— EXERCISE AIM —
Copy out all of the records below word for word, with no changes.

☆ ☆ ☆ ☆

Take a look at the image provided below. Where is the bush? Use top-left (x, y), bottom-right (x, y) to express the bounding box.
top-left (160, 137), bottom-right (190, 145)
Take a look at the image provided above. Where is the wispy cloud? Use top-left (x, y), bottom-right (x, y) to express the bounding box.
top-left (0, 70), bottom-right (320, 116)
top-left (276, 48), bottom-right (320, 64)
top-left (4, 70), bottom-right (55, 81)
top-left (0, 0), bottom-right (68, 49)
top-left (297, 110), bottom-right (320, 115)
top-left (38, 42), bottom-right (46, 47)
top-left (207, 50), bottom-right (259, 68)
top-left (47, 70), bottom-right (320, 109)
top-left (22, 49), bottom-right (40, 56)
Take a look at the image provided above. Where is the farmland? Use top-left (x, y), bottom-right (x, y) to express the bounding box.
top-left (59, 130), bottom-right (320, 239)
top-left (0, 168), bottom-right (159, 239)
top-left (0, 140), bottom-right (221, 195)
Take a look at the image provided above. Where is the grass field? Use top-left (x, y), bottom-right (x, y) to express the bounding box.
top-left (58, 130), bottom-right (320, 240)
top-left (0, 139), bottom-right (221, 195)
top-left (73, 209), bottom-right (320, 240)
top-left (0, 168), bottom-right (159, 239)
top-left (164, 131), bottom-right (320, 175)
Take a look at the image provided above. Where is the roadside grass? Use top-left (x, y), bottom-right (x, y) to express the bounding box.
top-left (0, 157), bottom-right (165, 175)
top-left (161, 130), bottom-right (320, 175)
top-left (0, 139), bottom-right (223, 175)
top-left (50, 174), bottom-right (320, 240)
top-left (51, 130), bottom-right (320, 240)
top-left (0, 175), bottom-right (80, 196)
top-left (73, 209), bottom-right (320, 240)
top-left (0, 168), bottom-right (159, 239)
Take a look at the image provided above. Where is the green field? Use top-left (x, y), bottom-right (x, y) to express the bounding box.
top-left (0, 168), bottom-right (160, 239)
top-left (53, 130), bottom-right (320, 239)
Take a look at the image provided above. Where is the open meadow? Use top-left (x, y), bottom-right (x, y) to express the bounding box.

☆ ☆ ☆ ☆

— PROBLEM SOLUTION —
Take a look at the image provided below. Where is the bush? Use top-left (x, y), bottom-right (x, y) to express the bounding box.
top-left (160, 137), bottom-right (190, 145)
Take a look at the image provided above. Where is the wispy cloud? Use top-left (x, y), bottom-right (x, y) to express the bounding box.
top-left (0, 70), bottom-right (320, 116)
top-left (276, 48), bottom-right (320, 64)
top-left (4, 70), bottom-right (55, 81)
top-left (0, 0), bottom-right (68, 49)
top-left (297, 110), bottom-right (320, 115)
top-left (38, 42), bottom-right (46, 47)
top-left (207, 50), bottom-right (259, 68)
top-left (47, 70), bottom-right (320, 109)
top-left (22, 49), bottom-right (40, 56)
Take a look at the image provided above. Where is the farmland? Use top-left (x, y), bottom-right (x, y) to express the bounding box.
top-left (59, 130), bottom-right (320, 239)
top-left (0, 168), bottom-right (159, 239)
top-left (0, 140), bottom-right (221, 195)
Take a look at the image provided above. Where is the grass field? Use top-left (x, y), bottom-right (x, y) to express the bounding box.
top-left (58, 130), bottom-right (320, 240)
top-left (0, 139), bottom-right (221, 195)
top-left (73, 209), bottom-right (320, 240)
top-left (0, 168), bottom-right (159, 239)
top-left (164, 131), bottom-right (320, 175)
Take a look at the image provided above. Where is the roadside grass? Use top-left (x, y), bottom-right (x, y) to express the bounding box.
top-left (0, 157), bottom-right (165, 175)
top-left (161, 130), bottom-right (320, 175)
top-left (0, 139), bottom-right (223, 175)
top-left (50, 174), bottom-right (320, 240)
top-left (51, 130), bottom-right (320, 240)
top-left (0, 175), bottom-right (80, 196)
top-left (73, 209), bottom-right (320, 240)
top-left (0, 168), bottom-right (159, 239)
Take a look at the image provided above. Where is the green field? Use top-left (x, y), bottom-right (x, y) to express the bounding box.
top-left (0, 168), bottom-right (160, 239)
top-left (53, 130), bottom-right (320, 239)
Take a look at the image provided above. Where is the open meadow? Use top-left (x, y), bottom-right (x, y) to express the bounding box.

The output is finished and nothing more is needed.